## Instructions to follow:
Retype, without alteration, each line from the line containing "[spot] the chair, one" to the final line of the records.

## Data records:
======

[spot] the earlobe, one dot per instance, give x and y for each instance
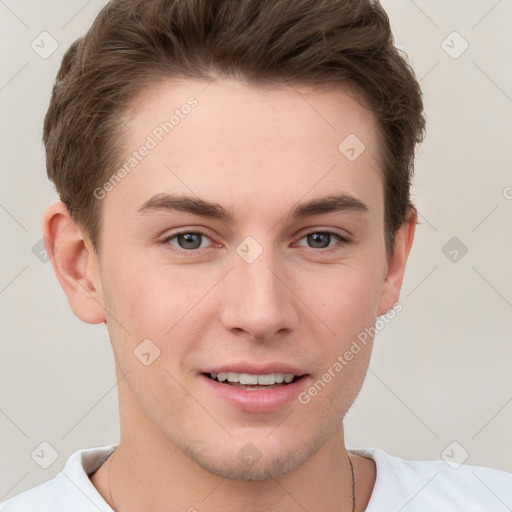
(390, 292)
(75, 263)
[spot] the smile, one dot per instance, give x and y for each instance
(253, 381)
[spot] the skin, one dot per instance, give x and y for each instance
(257, 152)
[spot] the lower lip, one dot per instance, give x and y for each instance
(257, 400)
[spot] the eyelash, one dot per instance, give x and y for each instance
(190, 252)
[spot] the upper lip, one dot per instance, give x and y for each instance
(257, 369)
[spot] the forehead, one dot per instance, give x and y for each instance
(270, 144)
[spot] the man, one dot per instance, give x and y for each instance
(235, 178)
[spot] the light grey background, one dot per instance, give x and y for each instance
(440, 372)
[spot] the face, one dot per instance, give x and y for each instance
(244, 244)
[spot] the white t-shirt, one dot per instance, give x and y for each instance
(401, 485)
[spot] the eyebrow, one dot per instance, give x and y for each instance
(198, 206)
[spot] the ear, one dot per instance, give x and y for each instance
(75, 263)
(390, 292)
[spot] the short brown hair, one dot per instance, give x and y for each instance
(134, 43)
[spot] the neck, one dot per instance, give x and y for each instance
(140, 480)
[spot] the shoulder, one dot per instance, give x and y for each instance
(70, 490)
(419, 485)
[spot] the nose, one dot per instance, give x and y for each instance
(257, 299)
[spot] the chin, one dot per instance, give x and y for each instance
(251, 463)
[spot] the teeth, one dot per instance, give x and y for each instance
(248, 379)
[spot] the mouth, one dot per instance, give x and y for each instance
(254, 382)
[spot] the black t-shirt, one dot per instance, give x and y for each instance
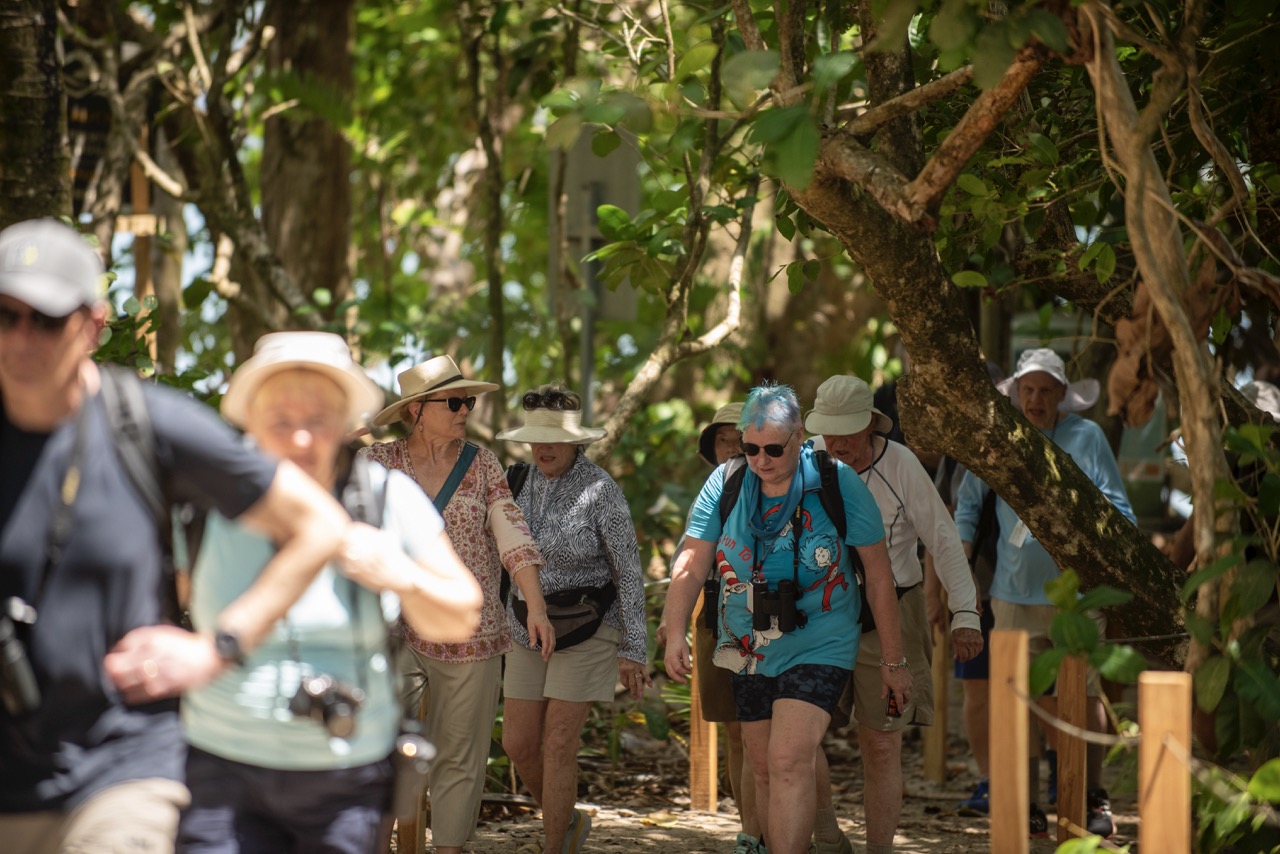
(108, 581)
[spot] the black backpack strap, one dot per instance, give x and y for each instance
(832, 501)
(734, 473)
(517, 474)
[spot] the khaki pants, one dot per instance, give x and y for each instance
(129, 817)
(461, 707)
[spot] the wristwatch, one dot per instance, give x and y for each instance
(227, 644)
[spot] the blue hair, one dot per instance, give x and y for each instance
(771, 403)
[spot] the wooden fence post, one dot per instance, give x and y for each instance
(1073, 704)
(1164, 780)
(703, 752)
(1010, 802)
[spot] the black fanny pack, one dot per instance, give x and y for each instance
(575, 613)
(867, 620)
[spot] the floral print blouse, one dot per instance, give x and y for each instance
(488, 533)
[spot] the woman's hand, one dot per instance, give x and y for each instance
(634, 676)
(540, 630)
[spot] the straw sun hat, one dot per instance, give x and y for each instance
(439, 374)
(321, 352)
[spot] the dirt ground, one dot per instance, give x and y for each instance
(644, 804)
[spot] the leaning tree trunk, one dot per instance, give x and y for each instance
(35, 169)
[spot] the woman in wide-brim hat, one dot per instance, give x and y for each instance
(489, 533)
(297, 397)
(584, 530)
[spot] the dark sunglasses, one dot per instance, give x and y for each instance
(40, 322)
(557, 401)
(456, 402)
(775, 451)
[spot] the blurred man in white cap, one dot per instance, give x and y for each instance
(86, 766)
(1040, 388)
(851, 428)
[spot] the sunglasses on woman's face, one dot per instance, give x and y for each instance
(775, 451)
(556, 401)
(456, 402)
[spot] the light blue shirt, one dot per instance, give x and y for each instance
(336, 628)
(1022, 571)
(830, 596)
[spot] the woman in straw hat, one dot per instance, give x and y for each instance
(291, 749)
(584, 529)
(458, 681)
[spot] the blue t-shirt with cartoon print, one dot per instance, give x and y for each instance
(830, 596)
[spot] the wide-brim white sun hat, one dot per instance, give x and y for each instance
(1080, 394)
(321, 352)
(553, 427)
(439, 374)
(845, 406)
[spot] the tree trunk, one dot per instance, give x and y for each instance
(35, 168)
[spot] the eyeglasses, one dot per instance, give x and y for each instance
(40, 322)
(775, 451)
(556, 401)
(456, 402)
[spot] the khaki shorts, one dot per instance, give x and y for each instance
(583, 674)
(714, 689)
(1036, 621)
(863, 703)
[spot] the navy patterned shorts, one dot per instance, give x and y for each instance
(817, 684)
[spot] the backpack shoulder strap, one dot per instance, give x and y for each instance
(734, 473)
(517, 474)
(832, 501)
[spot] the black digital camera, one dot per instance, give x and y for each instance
(780, 603)
(18, 689)
(329, 702)
(411, 759)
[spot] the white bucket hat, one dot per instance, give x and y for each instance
(553, 427)
(323, 352)
(439, 374)
(1079, 396)
(727, 415)
(845, 406)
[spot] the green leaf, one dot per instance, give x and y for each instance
(604, 142)
(992, 55)
(1075, 631)
(973, 185)
(1064, 590)
(1211, 681)
(1048, 28)
(1258, 686)
(1118, 662)
(969, 279)
(1043, 670)
(1265, 784)
(695, 59)
(954, 26)
(1102, 597)
(749, 72)
(798, 154)
(830, 69)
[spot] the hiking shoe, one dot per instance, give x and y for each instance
(978, 803)
(579, 826)
(1038, 823)
(842, 846)
(1097, 817)
(1051, 788)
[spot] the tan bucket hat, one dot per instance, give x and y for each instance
(439, 374)
(727, 415)
(845, 406)
(323, 352)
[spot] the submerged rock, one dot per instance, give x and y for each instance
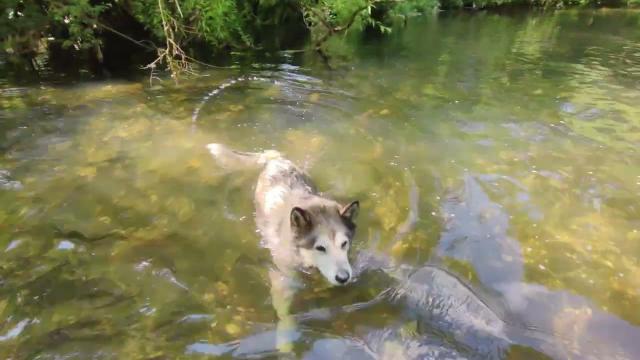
(6, 183)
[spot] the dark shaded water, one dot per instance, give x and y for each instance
(120, 238)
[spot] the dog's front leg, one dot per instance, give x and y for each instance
(282, 291)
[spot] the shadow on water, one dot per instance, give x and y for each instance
(120, 239)
(451, 318)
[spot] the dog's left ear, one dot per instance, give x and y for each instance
(350, 212)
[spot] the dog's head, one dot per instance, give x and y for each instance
(324, 234)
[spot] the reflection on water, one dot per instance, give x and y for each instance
(121, 238)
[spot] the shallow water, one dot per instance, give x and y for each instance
(121, 238)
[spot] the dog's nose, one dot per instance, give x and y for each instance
(342, 276)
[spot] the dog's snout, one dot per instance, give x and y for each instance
(342, 276)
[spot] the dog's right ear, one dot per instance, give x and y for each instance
(300, 220)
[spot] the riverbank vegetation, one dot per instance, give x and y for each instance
(174, 34)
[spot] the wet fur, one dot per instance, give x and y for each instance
(299, 226)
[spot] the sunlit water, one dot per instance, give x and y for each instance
(121, 238)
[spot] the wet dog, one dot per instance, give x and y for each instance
(300, 227)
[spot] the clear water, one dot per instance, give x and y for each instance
(120, 238)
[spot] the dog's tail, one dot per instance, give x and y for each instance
(236, 160)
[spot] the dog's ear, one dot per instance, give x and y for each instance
(350, 212)
(300, 220)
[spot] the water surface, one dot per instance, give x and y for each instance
(120, 238)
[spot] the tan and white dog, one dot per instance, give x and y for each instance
(300, 227)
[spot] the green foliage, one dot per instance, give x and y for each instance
(28, 26)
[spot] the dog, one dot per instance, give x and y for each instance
(301, 228)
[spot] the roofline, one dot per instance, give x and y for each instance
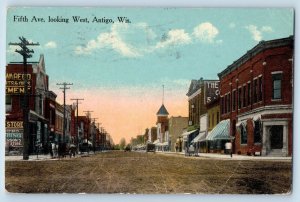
(260, 47)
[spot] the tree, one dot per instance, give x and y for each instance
(122, 143)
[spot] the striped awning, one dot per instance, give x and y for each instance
(200, 137)
(220, 131)
(186, 134)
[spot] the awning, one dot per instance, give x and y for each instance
(220, 131)
(33, 116)
(186, 134)
(241, 123)
(200, 137)
(164, 144)
(256, 117)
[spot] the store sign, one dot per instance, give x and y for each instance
(14, 133)
(15, 83)
(212, 91)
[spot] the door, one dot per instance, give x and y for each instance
(276, 137)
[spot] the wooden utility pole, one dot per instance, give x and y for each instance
(77, 125)
(26, 53)
(64, 84)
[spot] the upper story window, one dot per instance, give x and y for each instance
(244, 96)
(249, 94)
(233, 100)
(255, 91)
(240, 98)
(276, 85)
(260, 92)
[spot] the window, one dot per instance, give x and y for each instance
(257, 134)
(243, 134)
(260, 89)
(255, 91)
(222, 105)
(276, 78)
(228, 103)
(22, 101)
(244, 96)
(249, 94)
(240, 98)
(233, 100)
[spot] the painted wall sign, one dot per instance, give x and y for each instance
(15, 83)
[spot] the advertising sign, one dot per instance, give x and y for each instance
(14, 133)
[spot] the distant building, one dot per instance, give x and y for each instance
(257, 97)
(176, 127)
(162, 125)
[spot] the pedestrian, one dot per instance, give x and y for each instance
(51, 150)
(228, 148)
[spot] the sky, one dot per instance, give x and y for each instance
(119, 68)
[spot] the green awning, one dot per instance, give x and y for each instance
(220, 132)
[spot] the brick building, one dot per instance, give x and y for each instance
(256, 96)
(176, 126)
(37, 81)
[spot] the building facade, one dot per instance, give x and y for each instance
(176, 127)
(256, 95)
(37, 83)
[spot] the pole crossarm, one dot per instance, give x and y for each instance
(64, 84)
(77, 124)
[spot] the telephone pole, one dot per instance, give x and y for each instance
(64, 84)
(93, 120)
(77, 125)
(88, 113)
(26, 53)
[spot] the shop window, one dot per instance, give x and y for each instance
(257, 131)
(244, 137)
(276, 78)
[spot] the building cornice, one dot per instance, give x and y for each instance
(263, 45)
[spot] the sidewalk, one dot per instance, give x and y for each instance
(44, 157)
(227, 156)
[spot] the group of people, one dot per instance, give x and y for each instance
(61, 150)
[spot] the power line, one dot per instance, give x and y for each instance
(77, 125)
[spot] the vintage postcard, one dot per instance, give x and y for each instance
(149, 100)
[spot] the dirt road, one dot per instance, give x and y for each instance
(135, 172)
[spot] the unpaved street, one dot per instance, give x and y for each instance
(136, 172)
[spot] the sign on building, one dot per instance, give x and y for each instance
(211, 91)
(14, 133)
(15, 83)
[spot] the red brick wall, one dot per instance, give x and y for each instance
(262, 64)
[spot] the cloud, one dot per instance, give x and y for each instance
(174, 37)
(232, 25)
(257, 33)
(112, 39)
(51, 44)
(267, 29)
(205, 32)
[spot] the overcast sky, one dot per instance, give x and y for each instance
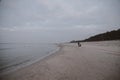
(56, 20)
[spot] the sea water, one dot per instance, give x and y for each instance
(17, 55)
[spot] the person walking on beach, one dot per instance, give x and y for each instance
(79, 45)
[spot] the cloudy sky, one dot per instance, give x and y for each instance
(56, 20)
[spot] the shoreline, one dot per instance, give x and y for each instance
(27, 64)
(71, 63)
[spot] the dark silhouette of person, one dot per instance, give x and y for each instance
(79, 45)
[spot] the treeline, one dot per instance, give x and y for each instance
(112, 35)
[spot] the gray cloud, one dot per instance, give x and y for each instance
(56, 20)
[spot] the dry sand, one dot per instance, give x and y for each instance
(73, 63)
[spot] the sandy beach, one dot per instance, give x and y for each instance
(89, 62)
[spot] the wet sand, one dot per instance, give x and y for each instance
(71, 62)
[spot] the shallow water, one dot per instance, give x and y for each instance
(16, 55)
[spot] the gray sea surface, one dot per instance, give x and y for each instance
(17, 55)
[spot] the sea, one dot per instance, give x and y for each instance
(14, 56)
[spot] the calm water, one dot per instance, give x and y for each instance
(16, 55)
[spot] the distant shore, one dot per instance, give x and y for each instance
(89, 62)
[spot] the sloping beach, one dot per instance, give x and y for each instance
(89, 62)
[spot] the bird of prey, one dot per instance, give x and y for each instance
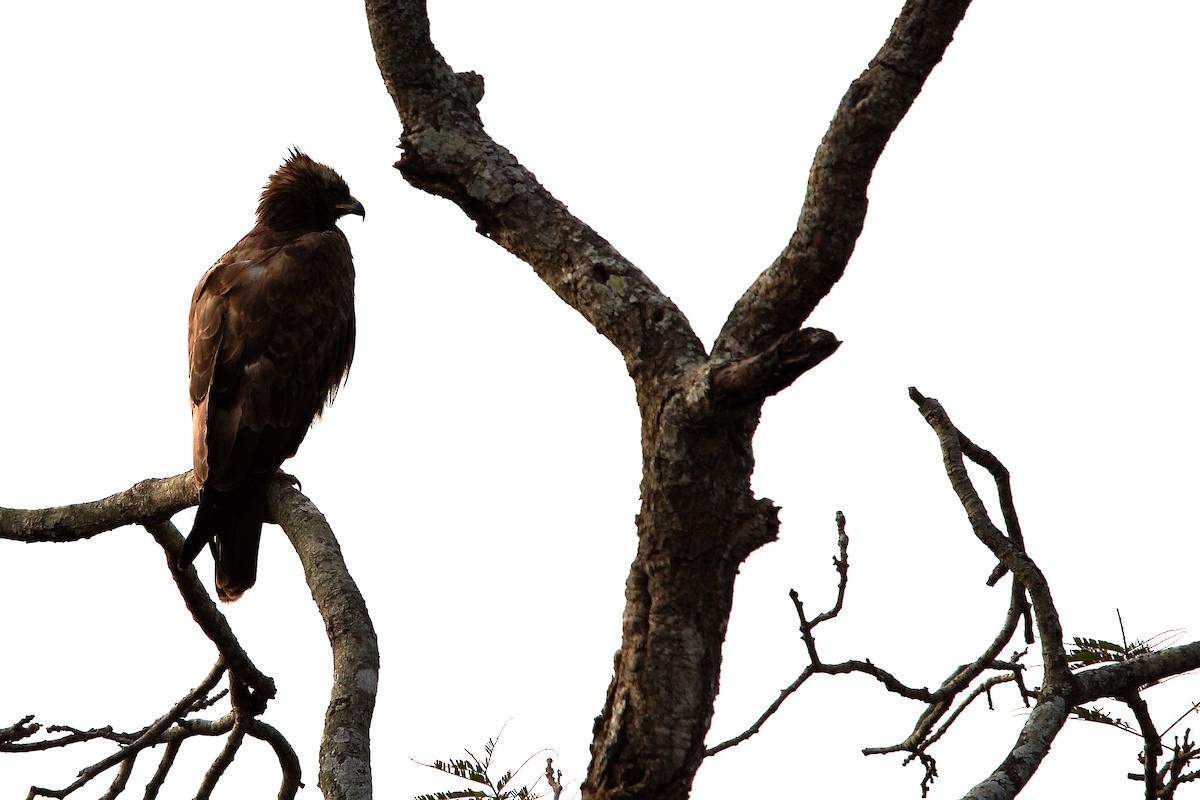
(270, 338)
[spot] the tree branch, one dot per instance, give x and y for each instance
(1009, 553)
(447, 152)
(153, 499)
(208, 617)
(835, 204)
(345, 771)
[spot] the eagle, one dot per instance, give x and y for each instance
(270, 338)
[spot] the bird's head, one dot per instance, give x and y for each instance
(304, 194)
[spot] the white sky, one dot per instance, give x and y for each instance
(1029, 259)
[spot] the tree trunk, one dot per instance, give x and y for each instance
(699, 522)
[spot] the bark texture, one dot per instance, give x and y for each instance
(699, 518)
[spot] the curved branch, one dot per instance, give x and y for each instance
(1032, 745)
(835, 204)
(345, 771)
(153, 499)
(448, 152)
(207, 614)
(1008, 552)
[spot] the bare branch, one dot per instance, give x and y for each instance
(448, 152)
(149, 738)
(345, 756)
(153, 499)
(160, 775)
(207, 614)
(835, 204)
(1153, 747)
(289, 764)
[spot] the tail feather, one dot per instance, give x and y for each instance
(231, 523)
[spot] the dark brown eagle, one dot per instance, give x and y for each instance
(270, 338)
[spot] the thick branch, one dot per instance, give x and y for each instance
(448, 152)
(1117, 679)
(835, 205)
(1032, 746)
(345, 771)
(144, 501)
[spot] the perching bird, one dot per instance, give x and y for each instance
(270, 338)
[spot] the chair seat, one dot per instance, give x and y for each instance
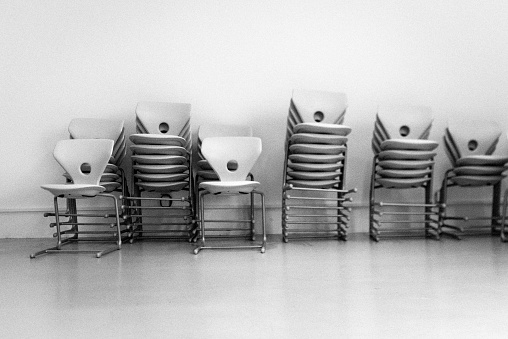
(157, 139)
(229, 186)
(315, 138)
(161, 177)
(304, 175)
(316, 158)
(322, 128)
(477, 180)
(409, 144)
(309, 167)
(74, 191)
(405, 164)
(482, 160)
(402, 182)
(158, 150)
(208, 175)
(479, 170)
(406, 155)
(160, 169)
(317, 149)
(163, 187)
(321, 184)
(388, 173)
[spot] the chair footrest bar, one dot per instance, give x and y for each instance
(396, 204)
(311, 231)
(226, 229)
(321, 207)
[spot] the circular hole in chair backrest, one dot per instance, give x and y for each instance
(85, 168)
(319, 116)
(232, 165)
(472, 145)
(163, 128)
(404, 131)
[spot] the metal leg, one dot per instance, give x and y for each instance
(201, 221)
(503, 220)
(61, 242)
(496, 203)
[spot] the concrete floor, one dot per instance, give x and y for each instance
(304, 289)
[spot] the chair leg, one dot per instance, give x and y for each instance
(263, 221)
(496, 204)
(61, 242)
(252, 223)
(503, 220)
(201, 218)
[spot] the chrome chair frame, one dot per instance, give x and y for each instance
(74, 230)
(202, 231)
(496, 219)
(432, 226)
(338, 195)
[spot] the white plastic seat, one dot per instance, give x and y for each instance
(232, 158)
(162, 203)
(403, 159)
(314, 166)
(469, 146)
(85, 161)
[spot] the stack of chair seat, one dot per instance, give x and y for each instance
(84, 161)
(313, 189)
(470, 146)
(403, 159)
(161, 152)
(113, 180)
(205, 172)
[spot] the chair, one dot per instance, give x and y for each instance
(114, 179)
(470, 146)
(85, 161)
(205, 172)
(232, 158)
(403, 159)
(313, 187)
(162, 205)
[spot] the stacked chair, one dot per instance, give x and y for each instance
(113, 180)
(313, 188)
(84, 161)
(205, 172)
(403, 159)
(470, 146)
(232, 159)
(161, 205)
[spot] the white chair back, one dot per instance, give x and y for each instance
(319, 106)
(167, 118)
(84, 159)
(232, 158)
(477, 137)
(405, 122)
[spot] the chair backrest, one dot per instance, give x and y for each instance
(474, 137)
(84, 159)
(168, 118)
(318, 106)
(222, 130)
(405, 122)
(232, 158)
(90, 128)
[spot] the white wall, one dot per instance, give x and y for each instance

======

## Task answer:
[spot] the chair, one dot per instance, give x and y for each instance
(114, 179)
(470, 146)
(85, 161)
(205, 172)
(232, 158)
(403, 159)
(313, 187)
(162, 205)
[spot] the stacked chair, one dot per instance, give x and y for each instance
(113, 180)
(313, 188)
(84, 161)
(205, 172)
(403, 159)
(470, 146)
(232, 159)
(161, 205)
[spot] the white chair back, one dot per instance, give x and y for each instance
(319, 106)
(167, 118)
(84, 159)
(232, 158)
(477, 137)
(405, 122)
[spot] the chair backrest, one dot per instance, give x and y for each instance
(474, 137)
(84, 159)
(168, 118)
(318, 106)
(222, 130)
(405, 122)
(232, 158)
(90, 128)
[spot] the white wall, one dot per instance, give x and y for each instance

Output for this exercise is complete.